DATA SHOWN

+ + + + +

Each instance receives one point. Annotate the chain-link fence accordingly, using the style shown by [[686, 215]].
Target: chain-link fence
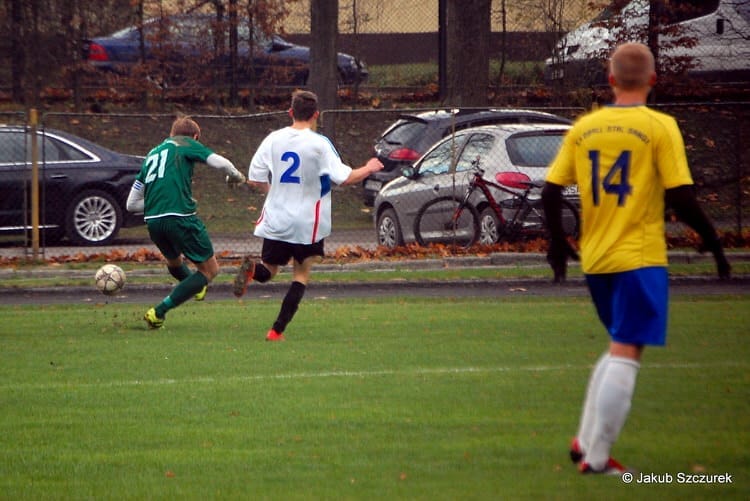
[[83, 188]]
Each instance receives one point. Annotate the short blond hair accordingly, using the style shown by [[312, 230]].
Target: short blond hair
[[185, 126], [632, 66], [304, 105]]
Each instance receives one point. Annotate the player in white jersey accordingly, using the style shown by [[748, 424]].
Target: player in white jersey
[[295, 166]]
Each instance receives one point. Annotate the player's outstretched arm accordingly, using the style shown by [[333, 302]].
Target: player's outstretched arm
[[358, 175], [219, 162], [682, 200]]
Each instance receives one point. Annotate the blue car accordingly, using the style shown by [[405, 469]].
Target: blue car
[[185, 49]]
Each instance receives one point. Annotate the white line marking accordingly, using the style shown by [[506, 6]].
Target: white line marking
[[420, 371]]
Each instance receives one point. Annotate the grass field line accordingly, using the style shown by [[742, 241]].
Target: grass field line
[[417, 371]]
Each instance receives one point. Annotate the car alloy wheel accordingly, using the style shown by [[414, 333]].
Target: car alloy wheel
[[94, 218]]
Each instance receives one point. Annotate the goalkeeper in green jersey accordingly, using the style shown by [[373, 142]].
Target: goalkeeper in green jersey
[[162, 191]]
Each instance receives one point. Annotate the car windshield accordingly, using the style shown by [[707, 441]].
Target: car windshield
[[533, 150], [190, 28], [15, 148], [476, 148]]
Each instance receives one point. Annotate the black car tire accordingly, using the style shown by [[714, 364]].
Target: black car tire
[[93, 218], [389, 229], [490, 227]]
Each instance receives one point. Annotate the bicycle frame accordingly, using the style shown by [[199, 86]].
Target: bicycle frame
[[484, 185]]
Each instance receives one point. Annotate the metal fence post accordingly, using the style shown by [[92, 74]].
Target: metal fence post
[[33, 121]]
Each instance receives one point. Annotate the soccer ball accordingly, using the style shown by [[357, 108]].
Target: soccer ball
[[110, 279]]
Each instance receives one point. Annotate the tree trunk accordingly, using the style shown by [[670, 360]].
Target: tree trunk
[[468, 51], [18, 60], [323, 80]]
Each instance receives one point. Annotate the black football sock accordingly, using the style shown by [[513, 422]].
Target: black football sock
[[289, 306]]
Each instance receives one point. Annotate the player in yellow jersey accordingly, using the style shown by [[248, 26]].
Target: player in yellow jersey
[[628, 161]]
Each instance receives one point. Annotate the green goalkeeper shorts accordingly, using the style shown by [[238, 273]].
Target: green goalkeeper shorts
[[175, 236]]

+ + + + +

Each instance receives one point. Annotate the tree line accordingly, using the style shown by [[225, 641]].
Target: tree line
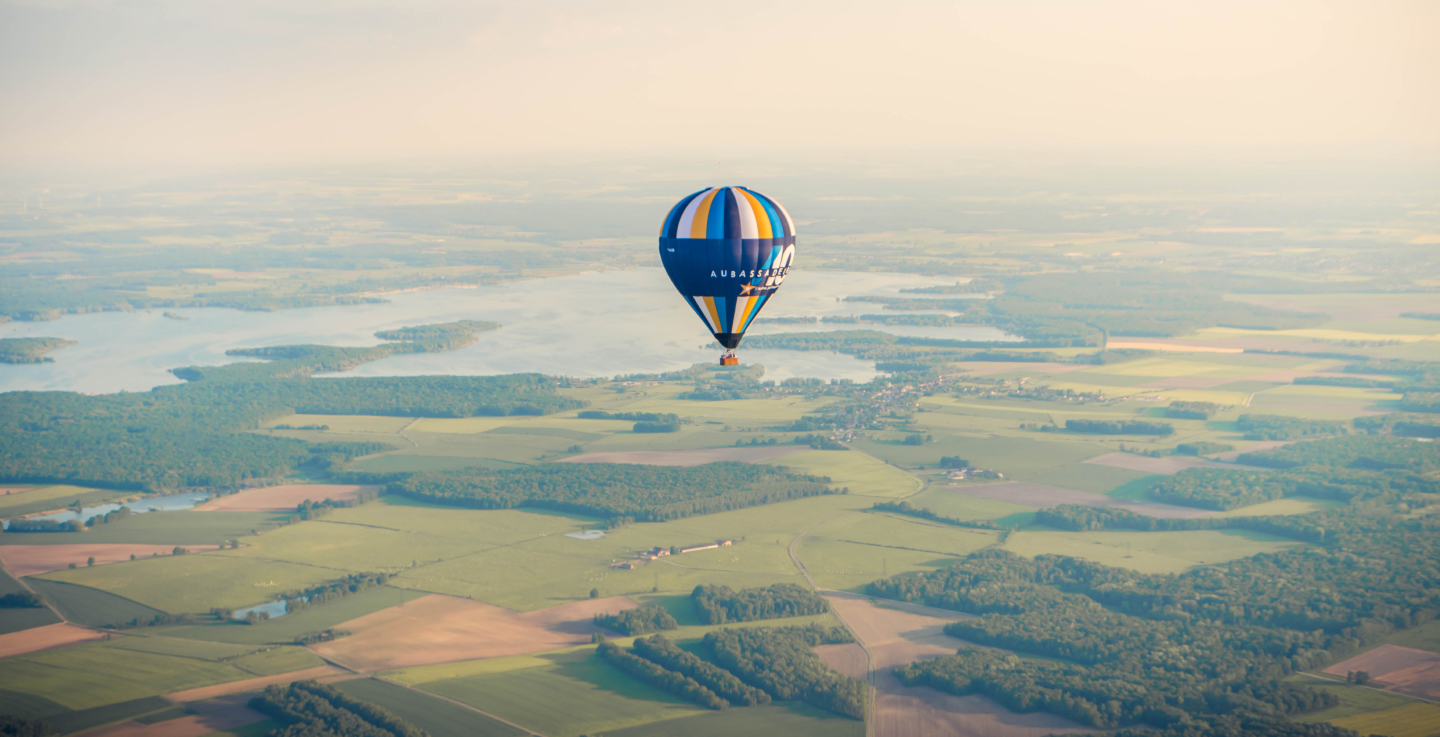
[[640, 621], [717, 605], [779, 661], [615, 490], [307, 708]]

+ + + + +

PROBLEM DESCRIPTION
Copy range, inclusive: the line holding "Each instance receives one point. Annotate the soccer" to the line holding "Each instance receives one point. Annotate the black football". Reproduce exactly those lines of the records above and no others.

WRITTEN REPLY
Each instance receives one point. Annotate the soccer ball accordingly, using the style shown by [[357, 108]].
Target: soccer ball
[[110, 279]]
Each instance receives one point. Annotate the tree trunk accordingly, using the style shown by [[670, 360]].
Target: tree trunk
[[468, 51], [18, 60], [323, 80]]
Each instance receives one point. Annotate the black football sock accordingly, using the style shown by [[513, 422]].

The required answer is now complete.